_Exercise requirements_. Could you return the lines below exactly, from the first line up to and including the line that holds "Query: building wall"?

_Dataset excerpts_.
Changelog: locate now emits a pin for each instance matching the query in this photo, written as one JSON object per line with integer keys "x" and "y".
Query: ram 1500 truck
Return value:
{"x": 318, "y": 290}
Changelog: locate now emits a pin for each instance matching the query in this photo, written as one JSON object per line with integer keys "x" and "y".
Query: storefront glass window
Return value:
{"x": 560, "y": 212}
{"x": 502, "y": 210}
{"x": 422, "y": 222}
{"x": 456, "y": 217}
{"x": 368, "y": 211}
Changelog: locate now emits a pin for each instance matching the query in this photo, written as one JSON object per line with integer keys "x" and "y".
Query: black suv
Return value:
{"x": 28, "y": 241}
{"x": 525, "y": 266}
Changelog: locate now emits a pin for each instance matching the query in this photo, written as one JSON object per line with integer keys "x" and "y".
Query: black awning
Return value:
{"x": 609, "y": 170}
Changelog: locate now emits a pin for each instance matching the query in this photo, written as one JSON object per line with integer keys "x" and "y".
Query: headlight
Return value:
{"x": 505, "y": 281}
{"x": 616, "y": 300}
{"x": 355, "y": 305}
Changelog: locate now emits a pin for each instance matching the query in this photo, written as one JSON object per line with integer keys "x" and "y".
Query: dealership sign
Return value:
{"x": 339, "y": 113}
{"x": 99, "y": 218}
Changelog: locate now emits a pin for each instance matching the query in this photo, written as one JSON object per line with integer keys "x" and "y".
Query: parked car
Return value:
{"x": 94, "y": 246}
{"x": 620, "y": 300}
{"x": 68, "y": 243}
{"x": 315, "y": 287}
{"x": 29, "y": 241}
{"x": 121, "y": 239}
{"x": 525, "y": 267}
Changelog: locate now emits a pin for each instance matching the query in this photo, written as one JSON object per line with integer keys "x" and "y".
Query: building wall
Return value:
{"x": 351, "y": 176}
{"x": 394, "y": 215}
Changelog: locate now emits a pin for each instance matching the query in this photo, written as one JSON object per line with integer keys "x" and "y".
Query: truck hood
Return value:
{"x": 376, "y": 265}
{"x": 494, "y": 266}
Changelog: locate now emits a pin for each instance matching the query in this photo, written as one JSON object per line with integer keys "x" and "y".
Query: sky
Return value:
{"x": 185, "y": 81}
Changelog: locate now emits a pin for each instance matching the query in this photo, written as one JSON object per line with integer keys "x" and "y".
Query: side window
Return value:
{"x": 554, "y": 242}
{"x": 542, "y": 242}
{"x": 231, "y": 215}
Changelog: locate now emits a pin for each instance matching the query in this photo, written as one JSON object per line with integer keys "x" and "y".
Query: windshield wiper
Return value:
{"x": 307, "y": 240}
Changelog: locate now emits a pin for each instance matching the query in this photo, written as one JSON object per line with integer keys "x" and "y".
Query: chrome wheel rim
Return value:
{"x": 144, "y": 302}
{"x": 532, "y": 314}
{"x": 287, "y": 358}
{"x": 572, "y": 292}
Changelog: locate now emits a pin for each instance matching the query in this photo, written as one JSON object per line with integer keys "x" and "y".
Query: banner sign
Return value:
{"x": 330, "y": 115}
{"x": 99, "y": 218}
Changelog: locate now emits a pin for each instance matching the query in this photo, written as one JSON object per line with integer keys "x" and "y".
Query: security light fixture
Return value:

_Exercise result_.
Changelog: locate now emits a pin for each instance matching the query in this photo, written as one JSON object per line with integer keys "x" and "y".
Query: ram 1500 truck
Return value:
{"x": 318, "y": 290}
Changelog: locate now emits a pin for each instance matching the query in this photo, written as one JSON object per line with integer keys "x" and "y".
Query: storefront glass window
Return value:
{"x": 560, "y": 212}
{"x": 502, "y": 210}
{"x": 422, "y": 222}
{"x": 456, "y": 217}
{"x": 368, "y": 211}
Changelog: locate now emits a pin for each instance matching the query in this photo, written as one JSON object per line with integer keys "x" and "y".
Query: black suv
Return value:
{"x": 28, "y": 241}
{"x": 525, "y": 266}
Changelog: locate now emits a pin for each instance matching the query in this photo, written as one JSON object per line with integer keys "x" and "y".
Query: black awning
Return value:
{"x": 609, "y": 170}
Changelog: locate now emits a pin for each instance matching the query in this photo, written as one JSON object per line with integer keys "x" and "y".
Query: headlight
Return value:
{"x": 505, "y": 281}
{"x": 616, "y": 300}
{"x": 355, "y": 305}
Changelog: locate now emits a pin for each instance matching the query in this photo, written as one JSON object per line with integer keys "x" and "y".
Query: dealership sign
Return value:
{"x": 339, "y": 113}
{"x": 99, "y": 218}
Changelog: locate now emits a pin for each instance matching the query in this photo, written as one JSON object per line with integer keys "x" and "y".
Query: parked car
Return value:
{"x": 94, "y": 246}
{"x": 620, "y": 300}
{"x": 68, "y": 243}
{"x": 315, "y": 287}
{"x": 29, "y": 241}
{"x": 121, "y": 239}
{"x": 525, "y": 267}
Changelog: locate now emits a pin for each instance matching the query in this photo, written as one JSON object per line with integer keys "x" and "y".
Query: building wall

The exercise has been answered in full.